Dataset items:
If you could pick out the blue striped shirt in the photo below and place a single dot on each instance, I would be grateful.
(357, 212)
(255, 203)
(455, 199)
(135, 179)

EXERCISE PROMPT: Transcribe all of the records above without altering anything.

RESPONSE TO THIS TASK:
If you could pick out the blue striped shirt in the photo below and place a single dot on each instance, I would be grateful.
(357, 212)
(255, 203)
(455, 199)
(135, 179)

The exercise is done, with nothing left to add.